● **Excerpted text**
►

= Richthofen's War =

1973 WWI board wargame

Richthofen's War, subtitled "The Air War 1916–1918", is a board wargame published by Avalon Hill in 1973 that simulates aerial combat during World War I.

==Description==
Richthofen's War is a two-player game in which one player controls one or more German airplanes of the First World War, and the other player controls Allied aircraft.

===Components===
The game box contains:
- 22" x 24" mounted hex grid map of a section of the Western Front, including lines of trenches and no man's land
- 80 die-cut counters
- rulebook
- eight scenario cards
- playing aids and charts
- airplane data card
- six-sided die

===Scenarios and gameplay===
The first edition of the game comes with eight scenarios. In some of the scenarios, several alternative pairings of aircraft are given. Using Basic Rules, players control one aircraft each; both have identical flight properties. The Advanced rules allow for more aircraft that have varied flight characteristics.

The second edition released in 1977 has 23 missions that can be played as a campaign game.

==Publication history==
In 1966, Mike Carr designed a game of First World War aerial combat, Fight in the Skies, after watching the movie The Blue Max. In 1972, Simulations Publications Inc. (SPI) published a similarly-themed aerial combat wargame, Flying Circus. The following year, Avalon Hill released the very similar Richthofen's War, designed by Randall C. Reed, with graphic design and artwork contributed by Reed, Donal Greenwood, Thomas N. Shaw, W. Scott Moores, and Thomas N. Shaw. The Avalon Hill General Index and Company History claimed that "Although owing much of its inspiration to Flying Circus and Fight in the Skies, [Richthofen's War] was readily recognized as better than its predecessors."

Although SPI claimed that Richthofen's War was virtually identical to their Flying Circus game, their own poll showed that Richthofen's War enjoyed a higher initial popularity when it was released, and continued to be more popular than SPI's game at six months and one year after publication. In 1977, four years after its release, Richthofen's War still placed in the top 50 in SPI's poll of wargames.

Avalon Hill published an expansion set of 27 maneuver cards in 1977.

◄

● **Listed entries**
►

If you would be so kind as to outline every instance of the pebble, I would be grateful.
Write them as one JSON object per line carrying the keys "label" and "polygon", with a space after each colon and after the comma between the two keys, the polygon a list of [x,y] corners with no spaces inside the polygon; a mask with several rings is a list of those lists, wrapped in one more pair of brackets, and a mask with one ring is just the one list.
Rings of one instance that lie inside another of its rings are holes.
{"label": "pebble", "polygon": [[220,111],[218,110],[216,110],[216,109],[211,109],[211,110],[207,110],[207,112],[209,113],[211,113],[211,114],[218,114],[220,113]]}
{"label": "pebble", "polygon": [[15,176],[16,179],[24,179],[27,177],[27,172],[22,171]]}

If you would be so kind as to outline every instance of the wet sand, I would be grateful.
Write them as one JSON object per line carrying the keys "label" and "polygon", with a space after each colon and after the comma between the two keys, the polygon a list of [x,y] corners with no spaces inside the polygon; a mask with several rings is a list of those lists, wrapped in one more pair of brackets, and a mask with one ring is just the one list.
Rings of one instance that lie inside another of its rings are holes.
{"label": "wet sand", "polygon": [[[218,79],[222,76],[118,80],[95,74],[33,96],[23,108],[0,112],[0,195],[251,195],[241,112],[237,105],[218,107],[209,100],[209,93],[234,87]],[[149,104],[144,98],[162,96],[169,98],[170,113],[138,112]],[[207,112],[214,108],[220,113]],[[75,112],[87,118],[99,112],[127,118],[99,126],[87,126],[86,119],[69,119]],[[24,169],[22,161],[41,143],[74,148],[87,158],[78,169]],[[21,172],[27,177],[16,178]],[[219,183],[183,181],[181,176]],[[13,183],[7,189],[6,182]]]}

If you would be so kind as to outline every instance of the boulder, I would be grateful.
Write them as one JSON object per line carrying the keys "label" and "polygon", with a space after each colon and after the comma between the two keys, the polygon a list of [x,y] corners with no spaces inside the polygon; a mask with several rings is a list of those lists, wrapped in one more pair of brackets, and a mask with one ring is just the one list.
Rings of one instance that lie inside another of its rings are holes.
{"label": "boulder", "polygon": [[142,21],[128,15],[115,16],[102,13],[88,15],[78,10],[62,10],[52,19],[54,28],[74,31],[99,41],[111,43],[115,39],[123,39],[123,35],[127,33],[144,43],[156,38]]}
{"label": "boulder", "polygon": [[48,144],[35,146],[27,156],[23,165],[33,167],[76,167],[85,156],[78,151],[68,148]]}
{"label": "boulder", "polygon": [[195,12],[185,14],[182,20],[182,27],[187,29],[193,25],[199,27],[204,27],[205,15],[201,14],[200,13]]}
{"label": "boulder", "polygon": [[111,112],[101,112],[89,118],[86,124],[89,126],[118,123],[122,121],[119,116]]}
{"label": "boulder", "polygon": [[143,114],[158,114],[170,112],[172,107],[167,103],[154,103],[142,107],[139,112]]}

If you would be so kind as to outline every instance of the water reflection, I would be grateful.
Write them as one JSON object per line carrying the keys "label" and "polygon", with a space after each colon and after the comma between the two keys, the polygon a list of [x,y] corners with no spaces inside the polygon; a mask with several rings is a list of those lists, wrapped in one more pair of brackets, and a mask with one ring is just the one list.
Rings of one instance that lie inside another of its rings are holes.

◄

● **Direction 1**
Reproduce the Richthofen's War article word for word from "Richthofen's War, subtitled" to "controls Allied aircraft.".
● **Direction 2**
Write the next part of the article on the Richthofen's War board game, picking up after its final sentence.

● **Written answer 1**
Richthofen's War, subtitled "The Air War 1916–1918", is a board wargame published by Avalon Hill in 1973 that simulates aerial combat during World War I.

==Description==
Richthofen's War is a two-player game in which one player controls one or more German airplanes of the First World War, and the other player controls Allied aircraft.

● **Written answer 2**
==Reception==
In A Player's Guide to Table Games, John Jackson called this game "very likely the best wargame on the market. [...] it requires less time to learn, set up and play than any other likely candidate, and it is easy to add options gradually, from game to game, as you become increasingly familiar with play." Jackson concluded, "In short, if I were limited to a single wargame, it would be Richthofen's War."

In his 1977 book The Comprehensive Guide to Board Wargaming, Nicholas Palmer noted "this game has surprised many with its continuing success." He listed its good points as "an excellent product, clear rules, well balanced between playability and realism, a variety of brisk scenarios, and a good period 'feel', with a more interesting mapboard that usual in air games."

In the 1980 book The Complete Book of Wargames, game designer Jon Freeman noted that "the game system is remarkable in its portrayal of the various factors involved in aerial combat during World War I." Freeman also pointed out that the game could be played by anyone, commenting, "The game has always been among the most enjoyable in the genre and, despite its complexities, can be played by the rankest novice." He concluded by giving the game an Overall Evaluation of "Excellent", saying, "The multitude of scenarios possible will keep the game fresh long after less diversified games have become stale. It has something for everyone."

Bill Thompson, writing for the Wargame Academy, noted that Richthofen's War attracts an older demographic, saying, "its forte and foible is its simplicity and familiarity with old time gamers. [...] Game strength is its role as an introductory game and ease of player designed scenarios and campaigns. The introduction of the maneuver card variant added some realism, suspense and refinement."

In Issue 22 of Moves, Carl Hoffman called SPI's Flying Circus "a much more limited game" compared to Richthofen's War.

In The Guide to Simulations/Games for Education and Training, Martin Campion compared using this game in the classroom versus rival game Fight in the Skies published by TSR, and advised that the TSR game "is the most difficult to learn and play because it does more with smaller details of combat. On the whole, it is not very suitable for class plays. So if I wanted to use a game on this subject, I would use Richthofen's War."

==Other recognition==
A copy of Richthofen's War is held in the collection of the Imperial War Museum (object EPH 2946).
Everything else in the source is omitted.